Text excerpt
....

# Compare TensorFlow RNN, ARIMA & Linear Regression Approaches

## Generate & Plot Test Data Set

Also do all the necessary imports.

In [None]:
import matplotlib.pyplot as plt
import matplotlib as mpl
import pandas as pd
import numpy as np
from statsmodels.tsa.arima.model import ARIMA
from sklearn.metrics import mean_squared_error
from sklearn.linear_model import LinearRegression
import tensorflow as tf
from tqdm import tqdm
import util
import json

%matplotlib inline

mpl.rcParams['figure.figsize'] = (16, 12)
mpl.rcParams['axes.grid'] = False

# Number of days to generate data for
DAYS = 1

# generate a numpy array of raw data first
d = util.gen_data(days=DAYS)

....

Entries taken from a collection
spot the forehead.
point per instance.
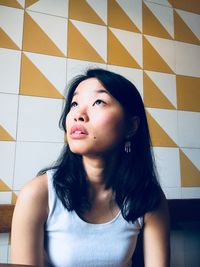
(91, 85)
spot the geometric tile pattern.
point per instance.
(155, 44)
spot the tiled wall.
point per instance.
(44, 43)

....

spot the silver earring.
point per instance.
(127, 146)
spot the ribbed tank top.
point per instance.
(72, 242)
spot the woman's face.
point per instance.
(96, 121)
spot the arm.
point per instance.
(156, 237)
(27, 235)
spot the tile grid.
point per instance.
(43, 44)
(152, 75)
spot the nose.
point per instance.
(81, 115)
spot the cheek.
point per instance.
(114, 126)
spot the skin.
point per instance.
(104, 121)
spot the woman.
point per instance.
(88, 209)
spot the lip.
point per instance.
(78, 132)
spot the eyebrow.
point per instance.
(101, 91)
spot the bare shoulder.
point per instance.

....

Given instruction A
Answer these questions about the notebook comparing RNN, ARIMA and linear regression:
(i) Which class is imported from sklearn.linear_model?
(ii) What value is assigned to DAYS?
(iii) What figure size is set through mpl.rcParams?
Mark your answers (i), (ii) and (iii) in the same way.
Given instruction B
Extend the notebook comparing RNN, ARIMA and linear regression, starting right after its last line of code.

Final answer A
(i) LinearRegression
(ii) 1
(iii) (16, 12)

Final answer B
# turn it into a pandas data frame
df = pd.DataFrame({'Time': d[:, 0], 'ACEs': d[:, 1]})

# plot just the ACEs series
# plt.plot(df['ACEs'])

In [None]:
#
# plot raw data using bokeh
#
from bokeh.plotting import figure, show
from bokeh.io import output_notebook

output_notebook()

p = figure(width=1000)
p.line(x=df['Time'], y=df['ACEs'], color='steelblue', line_width=2, legend_label="Test Data")

show(p)

## Loop over Data & Predict

In [None]:
# number of historical data points to start with
HIST = 100

# number of historical datapoints to consider for LR & ARIMA
POINTS_ARIMA = 5
POINTS_LR = 5
POLY_ORDER = 1

x = [x for x in range(0, 1440)]
y = df['ACEs'].values

x_train, x_test = x[:HIST], x[HIST:]
y_train, y_test = y[:HIST], y[HIST:]

history_x = list([x for x in x_train])
history_y = list([y for y in y_train])

predictions_lr = list()
predictions_arima = list()
predictions_rnn_single = list()
predictions_rnn_multi = list()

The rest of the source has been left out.